— ABOUT THIS TASK —
Quote all of the data exactly as given. Skip every picture it contains.

— SUPPLIED DATA —
--- START ---

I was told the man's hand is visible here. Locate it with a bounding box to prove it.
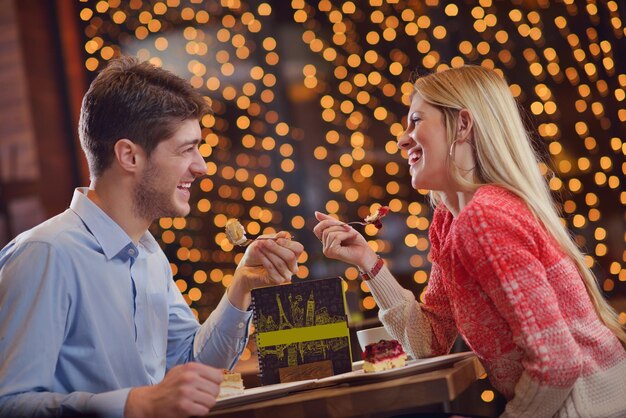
[228,231,304,310]
[124,362,223,418]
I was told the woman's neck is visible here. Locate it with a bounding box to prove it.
[440,190,476,217]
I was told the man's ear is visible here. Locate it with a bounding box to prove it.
[457,109,474,142]
[113,139,144,173]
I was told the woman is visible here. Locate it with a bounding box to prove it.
[313,65,626,417]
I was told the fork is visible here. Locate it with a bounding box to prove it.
[232,236,281,247]
[342,219,385,230]
[343,221,369,226]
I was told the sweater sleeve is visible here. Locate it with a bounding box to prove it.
[453,200,582,417]
[366,207,458,358]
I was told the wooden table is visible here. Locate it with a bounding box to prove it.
[209,355,484,418]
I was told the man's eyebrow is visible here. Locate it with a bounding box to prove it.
[178,138,202,148]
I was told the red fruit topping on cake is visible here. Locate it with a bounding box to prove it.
[362,339,407,373]
[364,206,390,229]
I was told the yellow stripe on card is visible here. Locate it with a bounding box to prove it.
[256,323,349,347]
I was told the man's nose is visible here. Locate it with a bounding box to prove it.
[191,148,208,176]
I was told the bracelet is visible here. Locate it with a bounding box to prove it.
[358,255,384,281]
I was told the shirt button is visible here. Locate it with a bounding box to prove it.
[128,248,136,256]
[238,323,244,329]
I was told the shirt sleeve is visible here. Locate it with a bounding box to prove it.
[165,278,252,371]
[0,241,129,418]
[194,293,253,370]
[453,202,582,417]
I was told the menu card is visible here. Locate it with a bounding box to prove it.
[251,277,352,386]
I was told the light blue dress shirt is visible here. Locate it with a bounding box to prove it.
[0,188,252,417]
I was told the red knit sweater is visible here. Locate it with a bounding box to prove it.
[367,185,626,417]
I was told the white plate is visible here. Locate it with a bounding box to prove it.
[213,379,317,410]
[319,351,474,384]
[212,352,474,410]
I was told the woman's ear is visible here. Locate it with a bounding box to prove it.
[457,109,474,142]
[113,139,143,173]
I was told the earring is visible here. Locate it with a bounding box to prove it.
[449,139,460,160]
[448,139,476,172]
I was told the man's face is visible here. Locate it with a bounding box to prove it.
[133,119,207,220]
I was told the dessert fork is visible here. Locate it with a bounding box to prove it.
[232,236,281,247]
[343,221,370,226]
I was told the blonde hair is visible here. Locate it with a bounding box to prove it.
[413,65,626,347]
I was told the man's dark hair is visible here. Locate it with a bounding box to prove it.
[78,56,209,178]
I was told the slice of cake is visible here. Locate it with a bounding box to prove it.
[225,219,247,246]
[362,339,407,373]
[217,370,245,399]
[363,205,390,229]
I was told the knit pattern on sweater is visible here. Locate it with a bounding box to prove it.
[366,185,626,418]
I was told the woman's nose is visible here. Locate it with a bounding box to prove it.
[396,130,413,150]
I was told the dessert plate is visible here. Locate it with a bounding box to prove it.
[213,379,317,410]
[211,352,474,410]
[319,351,474,384]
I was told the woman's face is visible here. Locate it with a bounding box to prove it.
[397,96,453,192]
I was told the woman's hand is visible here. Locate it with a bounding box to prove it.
[313,211,379,272]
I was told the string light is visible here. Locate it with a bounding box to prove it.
[78,1,624,400]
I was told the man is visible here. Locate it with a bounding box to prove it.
[0,57,303,417]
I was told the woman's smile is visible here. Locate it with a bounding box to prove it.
[408,145,423,166]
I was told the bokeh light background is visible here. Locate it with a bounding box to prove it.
[76,0,625,408]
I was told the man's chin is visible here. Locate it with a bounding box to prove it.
[152,203,190,219]
[171,202,191,217]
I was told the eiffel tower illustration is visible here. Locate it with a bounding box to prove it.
[305,291,315,327]
[277,294,294,329]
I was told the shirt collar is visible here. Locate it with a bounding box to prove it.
[69,188,161,259]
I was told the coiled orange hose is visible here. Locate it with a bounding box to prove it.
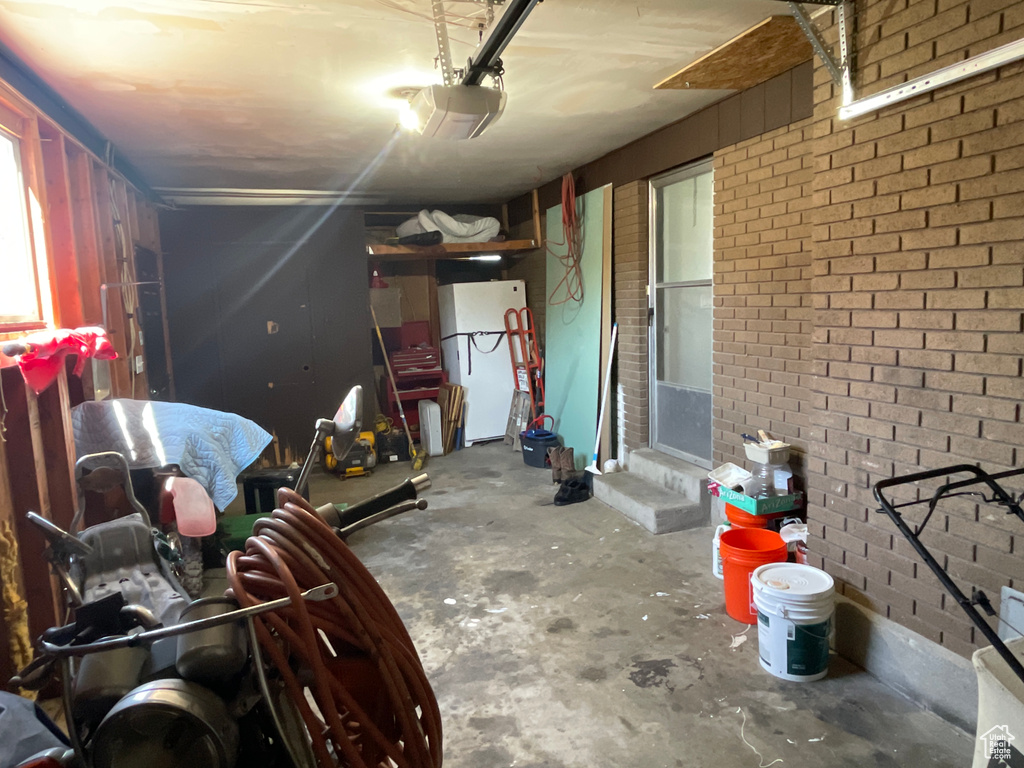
[226,488,442,768]
[547,172,584,306]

--- END ---

— YOUR SOLUTION —
I was told the man's hand is visible here. Locate it with a bounding box to prove it.
[228,231,304,310]
[124,362,223,418]
I was told the woman's neck is visible here. Locate it with a bounding box to prove it.
[440,190,476,217]
I was told the man's ear is visible here. Locate it with a bounding box to prove it.
[457,109,474,142]
[113,139,144,173]
I was told the woman is visible here. Locate it with a bounding box to prove it.
[313,65,626,417]
I was told the fork is visible here. Locate it with a bounding box to prove it.
[232,236,281,247]
[342,219,385,230]
[343,221,369,226]
I was told the sweater sleeve is visible here. Locate it with a bounding box to prove it.
[453,200,582,417]
[366,207,458,358]
I was told the wooden table is visible here. Locate it with a bounding box to prove it.
[209,355,484,418]
I was told the man's eyebrow is visible here. Locate it with a bounding box to prove it.
[178,138,202,148]
I was told the red fruit topping on cake is visible here. Locate it with a bounding box to prove it.
[362,339,407,373]
[364,206,390,229]
I was told the yellow stripe on card is visible here. Locate it with a bounding box to prove it.
[256,323,349,347]
I was told the man's nose is visible here. Locate it with a bounding box to prove it.
[191,148,208,176]
I was told the bracelet is visible here. Locate it with a bounding box to prove it.
[358,255,384,281]
I was told the shirt button is visible here. Locate it with a bounding box to prove it.
[128,248,136,256]
[238,323,244,329]
I was told the shirt sleeve is visible here. Locate it with a bounding box to prove it.
[165,278,252,371]
[0,241,129,418]
[194,293,253,370]
[453,202,582,417]
I was told the menu card is visible here. Locate it with a bounding box to prove it.
[251,277,352,386]
I was told the light blue dress shirt is visible here. Locate it with a bounding box to prove it.
[0,188,252,417]
I was told the red knit sweater is visible here. Locate it with a bounding box to prove it.
[367,185,626,417]
I was told the white plate is visible here. Locate it with a bounding box to prove it.
[213,379,317,410]
[319,351,474,384]
[212,352,474,410]
I was told the woman's ear is visible here. Locate it with a bounding box to prove it.
[457,109,474,142]
[113,139,143,173]
I was told the earring is visible here. Locate it with a bounding box to prove it.
[449,139,460,160]
[448,139,476,172]
I was told the man's face is visible here. Locate it with a bounding box to prove it.
[133,119,207,220]
I was told the dessert fork is visible here. Locate it with a bounding box to prove it.
[232,236,281,247]
[343,221,370,226]
I was told the blonde hair is visible here. Locate it with a bounding box to prove it.
[413,65,626,347]
I was told the man's dark hair is visible here. Locate it with a bounding box to prove it.
[78,56,209,178]
I was told the slice of cake is visible here. Locate it with a bounding box to prove it.
[225,219,247,246]
[362,339,407,373]
[217,370,245,399]
[363,205,390,229]
I was told the knit pattern on sweater is visible here. Locate it with a bounding box to prove it.
[366,185,626,418]
I was told the woman's nose is visible here. Locate it with a bounding box to prove it.
[396,130,413,150]
I was told the dessert plate is visible here. Locate it with a bounding box to prove it.
[213,379,317,410]
[211,352,474,410]
[319,351,474,384]
I was told the woman's face is visible here. Locate it with a bounding box to prove it.
[397,96,453,192]
I was told the woman's hand is visible here. Locate it with a bounding box to prove it.
[313,211,379,272]
I was told the string light is visible here. Locate it with a bounding box to prove it.
[78,1,624,400]
I was told the man is visible here. Locate it with a bounding box to prove it.
[0,57,303,417]
I was told the woman's smile is visible here. Locate it with a bounding box to prove it.
[408,145,423,166]
I was told the bokeh light background is visible here. Locate it with a bounding box to prove it.
[76,0,625,408]
I was told the man's chin is visible here. Locate it with a bounding box to prove it.
[152,203,190,219]
[171,202,191,217]
I was told the eiffel tower illustration is visible here. Locate it with a bounding box to prove it.
[305,291,315,327]
[277,294,294,329]
I was told the shirt collar is visible here. Locate it with a bounding box to prove it.
[69,188,161,259]
I was told the coiled orange hose is visible here. Locate it with a bounding box to prove it.
[226,488,442,768]
[547,172,584,306]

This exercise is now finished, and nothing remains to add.